• Work instruction: Restate word for word the lines beginning with the one that contains "Target: concrete bleacher" and ending at the bottom of the records below, both included.

• Records to use:
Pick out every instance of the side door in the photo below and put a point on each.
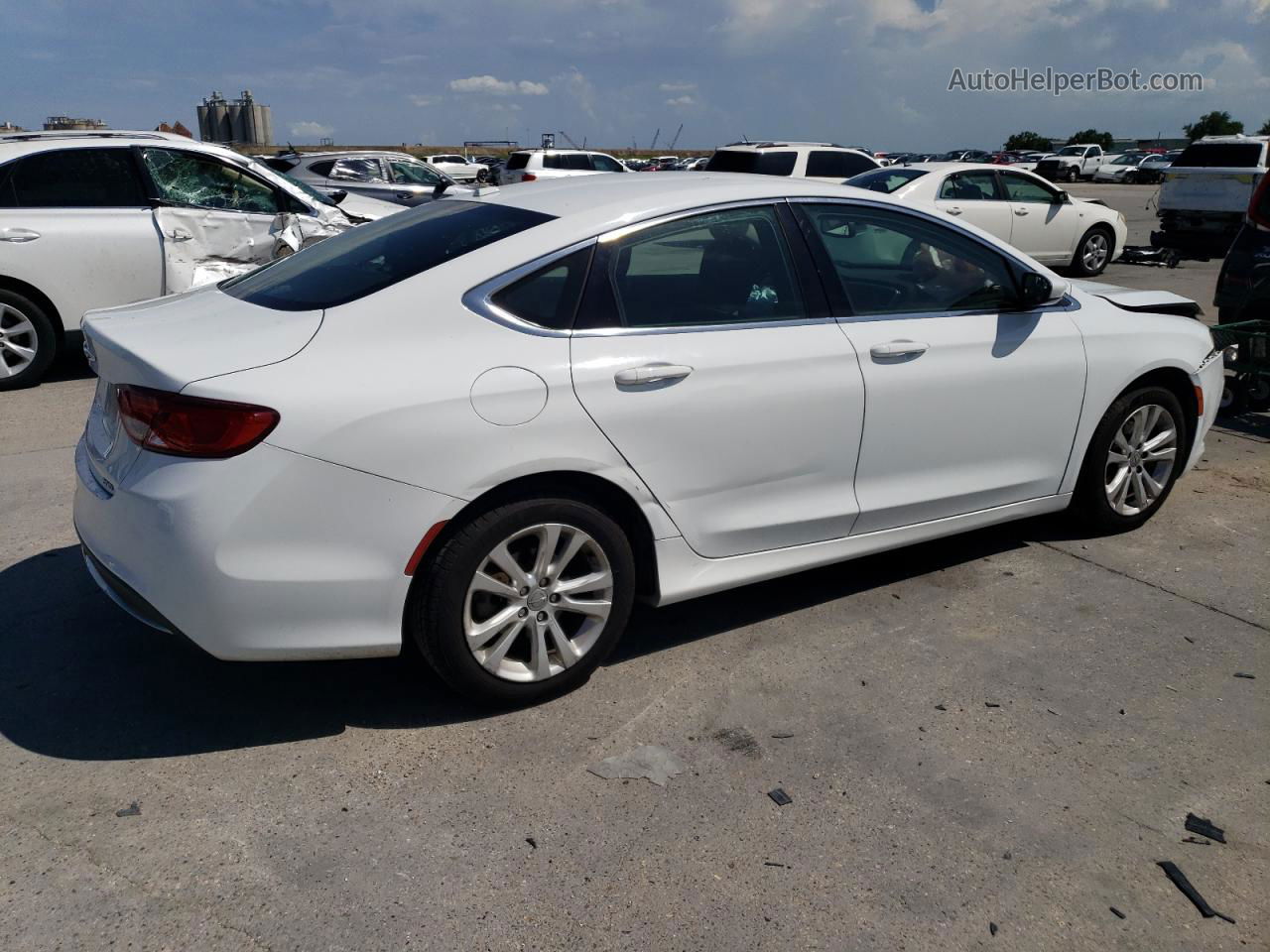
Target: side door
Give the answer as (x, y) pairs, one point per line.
(1044, 223)
(974, 197)
(969, 403)
(76, 225)
(214, 220)
(708, 358)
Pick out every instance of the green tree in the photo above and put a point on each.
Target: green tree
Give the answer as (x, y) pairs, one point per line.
(1102, 139)
(1214, 123)
(1030, 141)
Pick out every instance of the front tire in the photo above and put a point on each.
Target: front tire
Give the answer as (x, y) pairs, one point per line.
(1132, 462)
(525, 602)
(1093, 252)
(28, 341)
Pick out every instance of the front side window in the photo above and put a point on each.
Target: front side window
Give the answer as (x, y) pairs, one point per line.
(719, 268)
(752, 163)
(372, 257)
(549, 296)
(1020, 188)
(969, 186)
(896, 263)
(203, 181)
(405, 173)
(826, 164)
(72, 178)
(602, 163)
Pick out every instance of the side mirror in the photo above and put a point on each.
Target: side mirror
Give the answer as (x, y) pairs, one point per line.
(1037, 290)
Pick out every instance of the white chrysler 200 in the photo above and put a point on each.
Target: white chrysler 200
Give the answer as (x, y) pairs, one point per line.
(488, 424)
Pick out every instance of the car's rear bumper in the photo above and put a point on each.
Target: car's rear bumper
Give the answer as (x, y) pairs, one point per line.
(270, 555)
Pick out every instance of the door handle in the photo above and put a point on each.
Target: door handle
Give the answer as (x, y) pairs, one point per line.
(651, 373)
(899, 348)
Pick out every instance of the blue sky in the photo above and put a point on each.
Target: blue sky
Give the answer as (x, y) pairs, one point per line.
(856, 71)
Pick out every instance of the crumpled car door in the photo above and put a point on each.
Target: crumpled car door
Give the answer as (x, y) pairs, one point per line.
(217, 220)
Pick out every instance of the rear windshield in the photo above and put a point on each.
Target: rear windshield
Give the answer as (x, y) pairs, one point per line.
(377, 255)
(752, 163)
(885, 179)
(1220, 155)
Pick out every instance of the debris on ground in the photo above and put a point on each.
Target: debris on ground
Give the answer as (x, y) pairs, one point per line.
(1205, 828)
(1179, 879)
(656, 763)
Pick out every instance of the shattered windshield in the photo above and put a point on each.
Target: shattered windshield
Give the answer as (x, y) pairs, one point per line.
(204, 181)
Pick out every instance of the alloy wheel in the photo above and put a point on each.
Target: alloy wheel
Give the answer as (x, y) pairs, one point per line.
(1093, 254)
(1141, 460)
(538, 602)
(18, 341)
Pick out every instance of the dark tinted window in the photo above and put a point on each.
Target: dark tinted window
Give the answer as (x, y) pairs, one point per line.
(1220, 155)
(752, 163)
(73, 178)
(373, 257)
(548, 298)
(719, 268)
(885, 180)
(896, 263)
(837, 166)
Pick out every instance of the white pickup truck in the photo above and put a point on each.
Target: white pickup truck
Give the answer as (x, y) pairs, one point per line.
(1206, 191)
(1072, 163)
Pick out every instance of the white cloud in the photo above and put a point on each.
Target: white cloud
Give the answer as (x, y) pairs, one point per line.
(499, 87)
(310, 130)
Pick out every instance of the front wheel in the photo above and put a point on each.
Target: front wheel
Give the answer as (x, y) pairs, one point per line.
(1133, 461)
(526, 601)
(1093, 253)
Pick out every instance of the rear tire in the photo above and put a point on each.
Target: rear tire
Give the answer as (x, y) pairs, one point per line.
(28, 341)
(504, 625)
(1129, 470)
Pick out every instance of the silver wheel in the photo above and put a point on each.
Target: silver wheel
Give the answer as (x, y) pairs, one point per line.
(1093, 253)
(18, 341)
(1141, 460)
(539, 602)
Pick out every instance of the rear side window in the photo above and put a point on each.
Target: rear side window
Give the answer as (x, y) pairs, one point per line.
(752, 163)
(1220, 155)
(377, 255)
(549, 298)
(73, 178)
(837, 166)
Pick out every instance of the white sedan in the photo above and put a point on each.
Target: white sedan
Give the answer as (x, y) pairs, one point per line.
(490, 424)
(1019, 207)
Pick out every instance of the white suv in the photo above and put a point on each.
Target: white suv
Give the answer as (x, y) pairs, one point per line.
(100, 218)
(801, 160)
(535, 164)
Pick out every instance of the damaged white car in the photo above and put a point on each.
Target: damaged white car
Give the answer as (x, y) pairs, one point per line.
(100, 218)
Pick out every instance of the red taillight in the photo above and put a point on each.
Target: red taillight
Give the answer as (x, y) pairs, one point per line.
(186, 425)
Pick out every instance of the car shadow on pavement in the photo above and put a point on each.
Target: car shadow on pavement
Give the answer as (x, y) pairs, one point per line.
(80, 679)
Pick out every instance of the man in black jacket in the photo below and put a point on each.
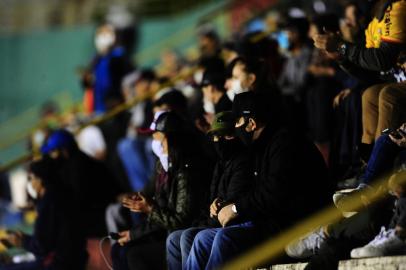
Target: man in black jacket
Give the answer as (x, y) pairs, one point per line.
(231, 179)
(290, 183)
(375, 62)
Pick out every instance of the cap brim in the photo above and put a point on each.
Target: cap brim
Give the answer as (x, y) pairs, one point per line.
(145, 131)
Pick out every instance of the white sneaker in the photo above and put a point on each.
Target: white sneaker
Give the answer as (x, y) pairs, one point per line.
(385, 243)
(307, 245)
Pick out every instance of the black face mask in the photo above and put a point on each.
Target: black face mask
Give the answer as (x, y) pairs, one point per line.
(226, 148)
(245, 137)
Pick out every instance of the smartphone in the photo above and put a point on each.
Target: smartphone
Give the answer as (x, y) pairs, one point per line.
(6, 243)
(397, 134)
(114, 236)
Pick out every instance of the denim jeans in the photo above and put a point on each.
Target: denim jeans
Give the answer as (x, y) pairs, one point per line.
(213, 247)
(382, 159)
(178, 246)
(138, 160)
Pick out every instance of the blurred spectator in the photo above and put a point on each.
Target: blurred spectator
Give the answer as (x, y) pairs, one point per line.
(57, 241)
(322, 84)
(292, 78)
(229, 52)
(382, 105)
(126, 27)
(215, 99)
(107, 69)
(179, 190)
(353, 24)
(230, 180)
(134, 150)
(209, 43)
(170, 64)
(49, 120)
(113, 130)
(277, 154)
(5, 193)
(89, 183)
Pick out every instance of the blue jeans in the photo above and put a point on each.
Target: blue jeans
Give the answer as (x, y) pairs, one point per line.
(213, 247)
(382, 159)
(178, 246)
(119, 257)
(36, 265)
(138, 160)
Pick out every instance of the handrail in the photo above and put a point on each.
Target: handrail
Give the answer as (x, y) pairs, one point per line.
(148, 52)
(275, 246)
(105, 117)
(119, 108)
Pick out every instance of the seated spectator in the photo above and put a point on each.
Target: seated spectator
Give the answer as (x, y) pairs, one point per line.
(230, 180)
(215, 99)
(335, 242)
(180, 189)
(391, 240)
(322, 83)
(382, 104)
(89, 182)
(279, 196)
(102, 79)
(387, 149)
(292, 78)
(57, 241)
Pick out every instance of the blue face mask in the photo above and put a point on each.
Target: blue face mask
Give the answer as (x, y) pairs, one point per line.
(158, 150)
(282, 39)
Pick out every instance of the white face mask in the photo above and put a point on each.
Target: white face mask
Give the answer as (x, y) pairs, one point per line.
(198, 77)
(235, 89)
(31, 191)
(158, 150)
(104, 41)
(208, 106)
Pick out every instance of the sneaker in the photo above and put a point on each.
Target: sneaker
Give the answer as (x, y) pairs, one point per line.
(340, 198)
(307, 245)
(385, 243)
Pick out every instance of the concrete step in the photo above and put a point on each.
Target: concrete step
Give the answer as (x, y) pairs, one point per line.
(293, 266)
(378, 263)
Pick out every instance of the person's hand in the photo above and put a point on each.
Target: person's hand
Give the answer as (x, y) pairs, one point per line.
(402, 128)
(214, 208)
(124, 238)
(226, 214)
(14, 239)
(137, 203)
(401, 141)
(329, 42)
(340, 97)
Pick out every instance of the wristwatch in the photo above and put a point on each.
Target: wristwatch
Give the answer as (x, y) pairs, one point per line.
(234, 209)
(342, 49)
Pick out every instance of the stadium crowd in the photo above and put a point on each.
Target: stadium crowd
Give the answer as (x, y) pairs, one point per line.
(259, 137)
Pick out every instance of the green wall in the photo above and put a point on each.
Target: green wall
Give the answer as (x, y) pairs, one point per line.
(38, 66)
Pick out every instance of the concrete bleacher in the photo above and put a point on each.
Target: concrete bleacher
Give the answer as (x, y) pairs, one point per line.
(379, 263)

• Expected output:
Target: concrete bleacher
Give the answer as (x, y) pairs, one point per line.
(379, 263)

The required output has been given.